[Entries taken from a collection]
========================================

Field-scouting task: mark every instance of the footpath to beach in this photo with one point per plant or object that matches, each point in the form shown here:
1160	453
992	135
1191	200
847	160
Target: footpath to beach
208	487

========================================

Aim: Set down every line of the listing above again, exactly as given.

Complete output:
Field-scouting task: mark every instance of the footpath to beach in this photo with one point per plant or object that matches, each point in the form shown here:
1160	453
992	135
1191	200
847	160
Target: footpath to beach
208	487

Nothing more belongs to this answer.